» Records
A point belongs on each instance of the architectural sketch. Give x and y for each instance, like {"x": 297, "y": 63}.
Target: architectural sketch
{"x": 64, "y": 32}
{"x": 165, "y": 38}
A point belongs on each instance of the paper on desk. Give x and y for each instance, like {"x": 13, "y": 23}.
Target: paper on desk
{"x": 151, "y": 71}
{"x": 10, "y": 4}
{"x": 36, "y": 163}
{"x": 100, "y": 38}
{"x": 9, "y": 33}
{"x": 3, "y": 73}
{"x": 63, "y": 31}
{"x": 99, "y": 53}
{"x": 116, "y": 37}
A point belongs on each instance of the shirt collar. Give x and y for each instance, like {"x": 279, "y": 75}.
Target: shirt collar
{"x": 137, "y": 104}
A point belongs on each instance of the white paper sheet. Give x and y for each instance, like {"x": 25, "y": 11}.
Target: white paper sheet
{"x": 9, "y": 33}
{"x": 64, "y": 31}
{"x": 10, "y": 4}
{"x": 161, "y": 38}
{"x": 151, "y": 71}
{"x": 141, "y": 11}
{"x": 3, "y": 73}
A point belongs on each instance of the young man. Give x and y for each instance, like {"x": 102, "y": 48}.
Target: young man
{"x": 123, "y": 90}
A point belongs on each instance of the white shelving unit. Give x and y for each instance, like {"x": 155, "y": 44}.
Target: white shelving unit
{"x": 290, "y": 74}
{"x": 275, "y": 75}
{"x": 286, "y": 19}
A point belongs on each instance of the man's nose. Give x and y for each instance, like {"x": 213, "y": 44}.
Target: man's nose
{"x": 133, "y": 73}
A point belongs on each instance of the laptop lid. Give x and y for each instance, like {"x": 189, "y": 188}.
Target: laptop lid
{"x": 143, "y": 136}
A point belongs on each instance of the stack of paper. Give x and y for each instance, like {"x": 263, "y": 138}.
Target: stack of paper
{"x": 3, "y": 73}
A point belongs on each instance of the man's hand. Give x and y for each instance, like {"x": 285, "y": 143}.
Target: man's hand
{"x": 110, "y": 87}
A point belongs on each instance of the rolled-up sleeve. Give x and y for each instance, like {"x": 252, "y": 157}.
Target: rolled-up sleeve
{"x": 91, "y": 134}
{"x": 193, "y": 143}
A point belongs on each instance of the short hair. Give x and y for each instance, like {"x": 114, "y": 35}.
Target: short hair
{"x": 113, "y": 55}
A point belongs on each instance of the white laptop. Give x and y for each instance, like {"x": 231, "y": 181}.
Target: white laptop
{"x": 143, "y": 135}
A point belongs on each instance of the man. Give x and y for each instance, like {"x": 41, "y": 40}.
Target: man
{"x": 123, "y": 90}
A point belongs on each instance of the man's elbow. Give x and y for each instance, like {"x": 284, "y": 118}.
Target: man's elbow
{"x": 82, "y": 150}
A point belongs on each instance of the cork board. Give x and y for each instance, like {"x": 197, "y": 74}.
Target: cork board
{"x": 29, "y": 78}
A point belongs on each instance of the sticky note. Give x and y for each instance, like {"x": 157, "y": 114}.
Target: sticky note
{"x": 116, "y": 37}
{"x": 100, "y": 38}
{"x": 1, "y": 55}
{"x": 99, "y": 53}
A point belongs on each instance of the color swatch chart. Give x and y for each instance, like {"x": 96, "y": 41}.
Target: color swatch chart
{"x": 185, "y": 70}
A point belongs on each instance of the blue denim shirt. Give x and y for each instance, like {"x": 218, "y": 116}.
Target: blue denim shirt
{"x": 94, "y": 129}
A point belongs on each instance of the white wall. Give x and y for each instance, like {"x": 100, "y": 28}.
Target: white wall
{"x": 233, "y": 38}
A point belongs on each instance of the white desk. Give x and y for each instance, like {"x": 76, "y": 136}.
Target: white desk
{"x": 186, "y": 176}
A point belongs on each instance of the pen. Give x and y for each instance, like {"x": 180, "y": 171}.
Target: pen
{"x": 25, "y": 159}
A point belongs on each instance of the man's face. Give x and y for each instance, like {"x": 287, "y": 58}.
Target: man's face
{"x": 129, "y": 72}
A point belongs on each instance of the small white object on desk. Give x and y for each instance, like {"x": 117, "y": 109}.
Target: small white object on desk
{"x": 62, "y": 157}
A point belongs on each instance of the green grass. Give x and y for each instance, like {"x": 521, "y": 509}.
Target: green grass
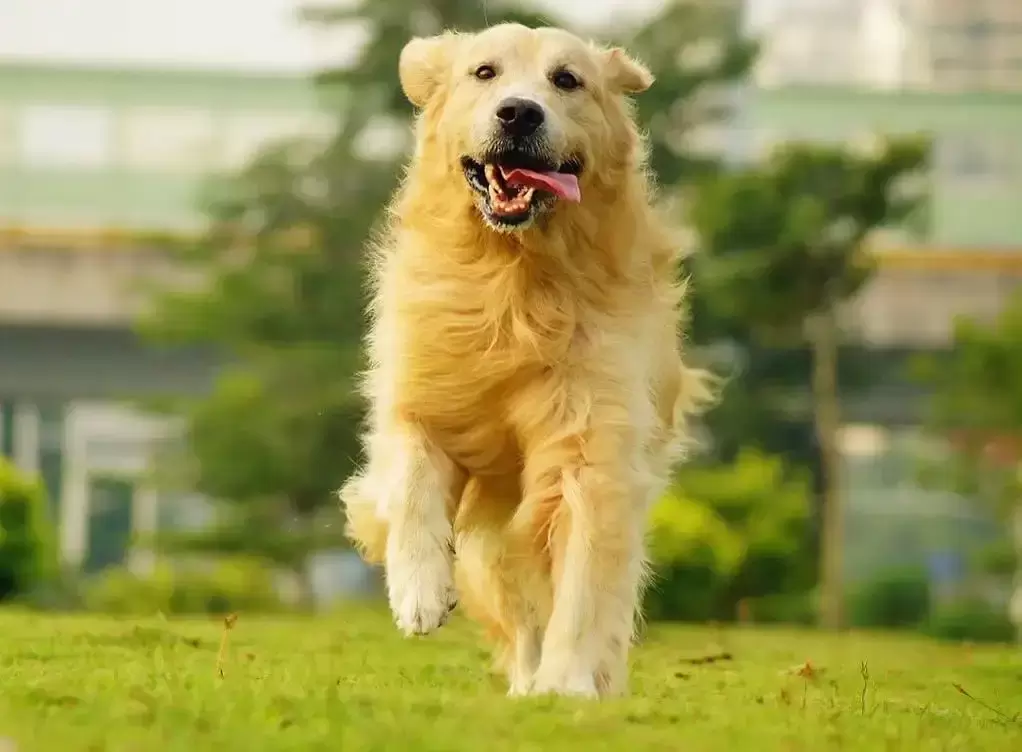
{"x": 350, "y": 682}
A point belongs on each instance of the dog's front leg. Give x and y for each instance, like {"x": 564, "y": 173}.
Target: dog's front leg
{"x": 422, "y": 483}
{"x": 583, "y": 486}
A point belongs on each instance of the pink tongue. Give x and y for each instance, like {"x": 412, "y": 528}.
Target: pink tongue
{"x": 560, "y": 184}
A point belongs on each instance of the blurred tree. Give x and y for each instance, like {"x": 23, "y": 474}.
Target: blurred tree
{"x": 728, "y": 533}
{"x": 784, "y": 245}
{"x": 977, "y": 405}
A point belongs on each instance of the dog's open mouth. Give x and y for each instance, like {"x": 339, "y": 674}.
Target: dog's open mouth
{"x": 512, "y": 190}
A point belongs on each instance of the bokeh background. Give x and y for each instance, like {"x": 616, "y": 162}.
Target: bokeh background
{"x": 185, "y": 191}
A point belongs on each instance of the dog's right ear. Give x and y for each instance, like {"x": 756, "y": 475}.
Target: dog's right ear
{"x": 422, "y": 65}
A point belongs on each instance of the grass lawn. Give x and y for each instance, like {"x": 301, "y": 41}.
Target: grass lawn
{"x": 350, "y": 682}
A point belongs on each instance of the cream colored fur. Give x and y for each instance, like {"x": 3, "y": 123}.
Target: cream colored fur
{"x": 526, "y": 388}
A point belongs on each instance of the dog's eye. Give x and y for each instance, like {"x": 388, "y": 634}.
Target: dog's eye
{"x": 565, "y": 80}
{"x": 484, "y": 73}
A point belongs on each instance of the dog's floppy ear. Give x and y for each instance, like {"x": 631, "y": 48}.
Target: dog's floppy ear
{"x": 422, "y": 65}
{"x": 625, "y": 75}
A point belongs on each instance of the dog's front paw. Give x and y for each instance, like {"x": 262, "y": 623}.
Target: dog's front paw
{"x": 420, "y": 586}
{"x": 566, "y": 684}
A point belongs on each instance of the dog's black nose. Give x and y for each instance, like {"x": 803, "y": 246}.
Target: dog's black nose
{"x": 519, "y": 116}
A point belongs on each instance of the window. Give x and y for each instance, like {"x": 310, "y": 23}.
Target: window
{"x": 168, "y": 139}
{"x": 60, "y": 136}
{"x": 978, "y": 159}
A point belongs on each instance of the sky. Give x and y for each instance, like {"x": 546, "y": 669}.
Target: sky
{"x": 203, "y": 33}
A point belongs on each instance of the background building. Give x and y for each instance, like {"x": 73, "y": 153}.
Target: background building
{"x": 99, "y": 142}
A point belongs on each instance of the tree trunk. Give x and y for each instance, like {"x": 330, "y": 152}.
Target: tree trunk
{"x": 824, "y": 339}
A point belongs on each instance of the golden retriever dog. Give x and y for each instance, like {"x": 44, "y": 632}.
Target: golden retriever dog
{"x": 527, "y": 395}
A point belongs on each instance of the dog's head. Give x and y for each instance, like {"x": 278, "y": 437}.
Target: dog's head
{"x": 522, "y": 116}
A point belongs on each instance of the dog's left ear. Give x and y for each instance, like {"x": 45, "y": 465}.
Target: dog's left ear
{"x": 422, "y": 65}
{"x": 624, "y": 74}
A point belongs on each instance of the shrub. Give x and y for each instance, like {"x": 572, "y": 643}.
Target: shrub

» WRITTEN TASK
Leave out the pictures and transcribe the entries above exactly.

» CORRECT OUTPUT
A point belongs on each instance of the architectural sketch. Give x and y for each instance, like {"x": 297, "y": 63}.
Target: architectural sketch
{"x": 64, "y": 32}
{"x": 165, "y": 38}
A point belongs on each instance of the paper on desk. Give x and y for each instance, like {"x": 13, "y": 23}.
Target: paper on desk
{"x": 151, "y": 71}
{"x": 10, "y": 4}
{"x": 36, "y": 163}
{"x": 100, "y": 38}
{"x": 9, "y": 33}
{"x": 3, "y": 73}
{"x": 63, "y": 31}
{"x": 99, "y": 53}
{"x": 116, "y": 37}
A point belongs on each instance of the shirt collar. Give x and y for each instance, like {"x": 279, "y": 75}.
Target: shirt collar
{"x": 137, "y": 104}
A point belongs on each instance of the white paper sheet. Give x and y for each instance, like {"x": 25, "y": 11}.
Target: white paper sheet
{"x": 9, "y": 33}
{"x": 64, "y": 31}
{"x": 10, "y": 4}
{"x": 161, "y": 38}
{"x": 151, "y": 71}
{"x": 141, "y": 11}
{"x": 3, "y": 73}
A point belongs on each instance of the young man. Give x and y for each instance, like {"x": 102, "y": 48}.
Target: young man
{"x": 123, "y": 90}
A point belongs on each instance of the white shelving unit. Give x and y for each instance, like {"x": 155, "y": 44}.
Target: white shelving unit
{"x": 290, "y": 74}
{"x": 275, "y": 75}
{"x": 286, "y": 19}
A point belongs on each instance of the man's nose. Give x and y for each instance, like {"x": 213, "y": 44}.
Target: man's nose
{"x": 133, "y": 73}
A point belongs on each instance of the laptop lid. Give x and y for each instance, like {"x": 189, "y": 188}.
Target: laptop lid
{"x": 143, "y": 136}
A point belongs on each instance of the stack of paper. Give x and y for each instance, like {"x": 263, "y": 138}.
Target: stack of paper
{"x": 3, "y": 73}
A point belongs on each instance of the man's hand. Give x and y for each instance, like {"x": 285, "y": 143}.
Target: man's hand
{"x": 110, "y": 87}
A point belongs on each instance of the rolled-up sleeve. Give x and y for each instance, like {"x": 252, "y": 157}.
Target: rolled-up sleeve
{"x": 91, "y": 134}
{"x": 193, "y": 143}
A point belongs on each instance of the short hair. Give x and y for each instance, like {"x": 114, "y": 35}.
Target: short hair
{"x": 113, "y": 55}
A point belongs on each instance of the white laptop. Give x and y for each instance, like {"x": 231, "y": 181}.
Target: white laptop
{"x": 143, "y": 135}
A point belongs on each instance of the man. Give x and y for each instance, like {"x": 41, "y": 40}.
Target: man
{"x": 123, "y": 90}
A point belongs on each instance of the man's elbow. Give x and y for each instance, like {"x": 284, "y": 118}.
Target: man's elbow
{"x": 82, "y": 150}
A point belongs on each instance of the cork board. Give x and y for each instance, like {"x": 197, "y": 74}.
Target: cork board
{"x": 29, "y": 78}
A point belongs on each instance of the sticky note. Give x and y for each instance, like {"x": 157, "y": 114}.
Target: sticky note
{"x": 116, "y": 37}
{"x": 100, "y": 38}
{"x": 1, "y": 55}
{"x": 99, "y": 53}
A point belongs on each instance of the color swatch chart. Give x and y for each instance, like {"x": 96, "y": 41}.
Target: color swatch chart
{"x": 185, "y": 70}
A point belongs on each instance of the blue denim shirt. Give x and y for each instance, like {"x": 218, "y": 116}.
Target: blue denim shirt
{"x": 94, "y": 129}
A point belongs on each instance of the white wall. Give x and y for each instance, like {"x": 100, "y": 28}.
Target: white wall
{"x": 233, "y": 38}
A point belongs on each instance of the white desk. Give x and y for each instance, like {"x": 76, "y": 136}.
Target: white desk
{"x": 186, "y": 176}
A point belongs on each instance of the pen. Give x and y for each instance, like {"x": 180, "y": 171}.
Target: pen
{"x": 25, "y": 159}
A point belongs on each instance of the man's face. Give x and y for each instance, like {"x": 287, "y": 58}.
Target: man's face
{"x": 129, "y": 72}
A point belongs on each instance of the small white object on desk. Give x and y for each instance, like {"x": 117, "y": 109}.
Target: small white object on desk
{"x": 62, "y": 157}
A point belongs on each instance of the green grass. Give x and y for each instance, like {"x": 521, "y": 509}.
Target: green grass
{"x": 350, "y": 682}
A point belongs on each instance of the dog's front leg. Give x and y for each instance, like {"x": 564, "y": 173}.
Target: dog's front leg
{"x": 422, "y": 483}
{"x": 583, "y": 486}
A point belongs on each instance of the pink tongue. Give x and y for each instance, like {"x": 412, "y": 528}.
Target: pink tongue
{"x": 560, "y": 184}
A point belongs on each instance of the blurred tree. Give x and y for each instance, like {"x": 23, "y": 474}.
Target: blurred tree
{"x": 728, "y": 533}
{"x": 784, "y": 245}
{"x": 977, "y": 405}
A point belongs on each instance of the dog's open mouth. Give x and y for each instance, like {"x": 339, "y": 674}.
Target: dog's open mouth
{"x": 512, "y": 190}
A point belongs on each instance of the bokeh background. Give x and y for each instance, like {"x": 616, "y": 162}.
Target: bokeh background
{"x": 185, "y": 191}
A point belongs on each instance of the dog's right ear. Give x and y for each instance, like {"x": 756, "y": 475}.
Target: dog's right ear
{"x": 422, "y": 65}
A point belongs on each instance of the grass lawn. Give x and y for each instance, like {"x": 301, "y": 41}.
Target: grass lawn
{"x": 350, "y": 682}
A point belongs on each instance of the cream colored fur. Give x and y for each instance, like {"x": 3, "y": 123}.
Target: cream colored fur
{"x": 526, "y": 388}
A point belongs on each instance of the dog's eye. Give x and y for each instance, like {"x": 388, "y": 634}.
Target: dog's eye
{"x": 565, "y": 80}
{"x": 484, "y": 73}
A point belongs on each instance of the dog's floppy ear. Give x and y for each instance, like {"x": 631, "y": 48}.
Target: dog's floppy ear
{"x": 422, "y": 65}
{"x": 625, "y": 75}
A point belongs on each instance of the dog's front paw. Give x and y for each instance, like {"x": 262, "y": 623}.
Target: dog's front paw
{"x": 420, "y": 586}
{"x": 566, "y": 684}
A point belongs on each instance of the dog's black nose. Give x and y for each instance, like {"x": 803, "y": 246}.
Target: dog's black nose
{"x": 519, "y": 116}
A point belongs on each instance of the window. Give x and y for each instance, like {"x": 310, "y": 23}.
Target: window
{"x": 168, "y": 139}
{"x": 60, "y": 136}
{"x": 978, "y": 159}
A point belongs on each instance of the sky. Give x and y for each instance, like {"x": 546, "y": 669}.
Target: sky
{"x": 203, "y": 33}
A point belongs on each instance of the background building. Give x and y for each instance, like {"x": 73, "y": 153}.
Target: background building
{"x": 99, "y": 142}
A point belongs on each instance of the tree trunk. Give x and y for each instance, like {"x": 330, "y": 152}.
Target: tree trunk
{"x": 824, "y": 339}
A point belongs on each instance of the golden retriever dog. Give x and y for each instance, like {"x": 44, "y": 632}.
Target: golden retriever dog
{"x": 527, "y": 395}
A point belongs on each instance of the dog's head. Give x and y for each instance, like {"x": 278, "y": 437}.
Target: dog's head
{"x": 522, "y": 116}
A point belongs on each instance of the dog's left ear. Give x and y for each instance, like {"x": 45, "y": 465}.
Target: dog's left ear
{"x": 422, "y": 65}
{"x": 624, "y": 74}
A point belongs on each instance of the shrub. Give x and y for each instance, like {"x": 572, "y": 643}.
Target: shrub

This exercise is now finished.